● **PASSAGE SHOWN**

Lebanese officials say struggling Lebanon cannot withstand the added pressure of a high concentration of refugees within its borders. But Syrian refugees have often been used as political scapegoats in Lebanese politics, according to rights groups and migration experts.
While Mr Charafeddine stressed that “the return of the displaced will be safe and dignified", the United Nations (UNHCR) says that it is not part of the plan, and leading rights groups have raised objections to it.
UNHCR “continues to call on the government to respect the fundamental right of all refugees to a voluntary, safe and dignified return and the principle of non-refoulement”, a UNHCR statement said on Tuesday.
Human Rights Watch on Wednesday called the plan to repatriate 15,000 Syria refugees a month “alarming” and a “clear breach of Lebanon’s international obligations”.
“Contrary to the minister's statements, Syria is anything but safe for returnees,” HRW said in a statement. Any forced returns it said, would place Lebanon in direct contravention of international law.
HRW and other rights groups have produced numerous reports in recent years on the dangers of forcible return of refugees to Syria: just last year HRW published a report detailing human rights abuses and persecution at the hands of the Syrian government and its affiliates faced by refugees who returned to Syria .
Between 2017 and 2021, HRW documented 21 cases of arrest and arbitrary detention, 13 cases of torture, three kidnappings, five extrajudicial killings, 17 enforced disappearances, and one case of alleged sexual violence, according to the report.
In recent years Lebanon has repeatedly pressured its Syrian refugee population to return, leading to fears that refugees who return would suffer the same fate as many who returned before them.
Rather than force returns, the UN and rights groups say international donor countries should assist Lebanon by providing more funding for humanitarian assistance, and continuing to facilitate the resettlement of Syrian refugees in safe countries.

● **REQUIRED TASK 1**
In two sentences, sum up the passage about Lebanon's plan to send Syrian refugees home.

● **WORKING DATA**
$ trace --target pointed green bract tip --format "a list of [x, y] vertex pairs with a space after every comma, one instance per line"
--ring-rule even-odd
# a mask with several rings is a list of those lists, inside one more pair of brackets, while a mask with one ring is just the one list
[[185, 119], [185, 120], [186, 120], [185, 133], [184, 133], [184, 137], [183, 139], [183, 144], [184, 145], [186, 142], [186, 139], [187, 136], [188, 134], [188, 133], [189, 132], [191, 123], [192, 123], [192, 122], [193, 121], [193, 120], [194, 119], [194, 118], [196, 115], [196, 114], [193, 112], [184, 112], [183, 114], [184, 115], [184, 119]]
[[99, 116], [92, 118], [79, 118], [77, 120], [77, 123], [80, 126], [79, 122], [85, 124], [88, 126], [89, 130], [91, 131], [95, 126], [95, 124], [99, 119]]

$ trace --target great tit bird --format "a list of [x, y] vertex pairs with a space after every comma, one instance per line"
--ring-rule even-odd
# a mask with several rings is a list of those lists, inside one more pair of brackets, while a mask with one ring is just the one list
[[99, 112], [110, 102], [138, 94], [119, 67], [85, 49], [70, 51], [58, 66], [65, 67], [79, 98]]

==

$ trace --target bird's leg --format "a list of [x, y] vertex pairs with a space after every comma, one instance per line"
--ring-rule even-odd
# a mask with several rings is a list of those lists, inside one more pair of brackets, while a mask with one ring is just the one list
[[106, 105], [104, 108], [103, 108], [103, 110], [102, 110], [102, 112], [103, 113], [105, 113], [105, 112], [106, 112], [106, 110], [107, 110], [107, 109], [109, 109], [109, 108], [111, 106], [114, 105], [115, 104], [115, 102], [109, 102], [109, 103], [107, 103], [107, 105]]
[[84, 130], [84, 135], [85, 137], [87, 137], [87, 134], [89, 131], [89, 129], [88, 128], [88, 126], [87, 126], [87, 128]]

---

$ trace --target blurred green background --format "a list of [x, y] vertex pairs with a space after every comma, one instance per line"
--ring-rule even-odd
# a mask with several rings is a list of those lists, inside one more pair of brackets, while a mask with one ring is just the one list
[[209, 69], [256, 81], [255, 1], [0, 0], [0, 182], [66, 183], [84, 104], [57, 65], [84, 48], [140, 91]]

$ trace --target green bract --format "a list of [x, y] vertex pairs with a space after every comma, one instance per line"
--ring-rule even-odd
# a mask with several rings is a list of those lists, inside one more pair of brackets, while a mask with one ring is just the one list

● **REQUIRED TASK 2**
Retype the lines of the listing starting at the line that contains "trace --target great" and ending at the line that contains "67], [79, 98]]", with both of those lines included.

● **WORKED ANSWER 1**
Lebanese officials say the country cannot bear so many refugees, but a plan to return 15,000 Syrian refugees a month has drawn objections from leading rights groups, and the UN refugee agency says it is not part of it. Human Rights Watch calls the plan a clear breach of Lebanon's international obligations, having documented arrests, torture, killings and disappearances among earlier returnees, and the UN and rights groups say donor countries should instead give Lebanon more humanitarian funding and keep resettling Syrian refugees in safe countries.

● **WORKED ANSWER 2**
$ trace --target great tit bird --format "a list of [x, y] vertex pairs with a space after every comma, one instance per line"
--ring-rule even-odd
# a mask with several rings is a list of those lists, inside one more pair of brackets, while a mask with one ring is just the one list
[[99, 112], [110, 102], [138, 94], [119, 67], [85, 49], [70, 51], [58, 66], [65, 67], [79, 98]]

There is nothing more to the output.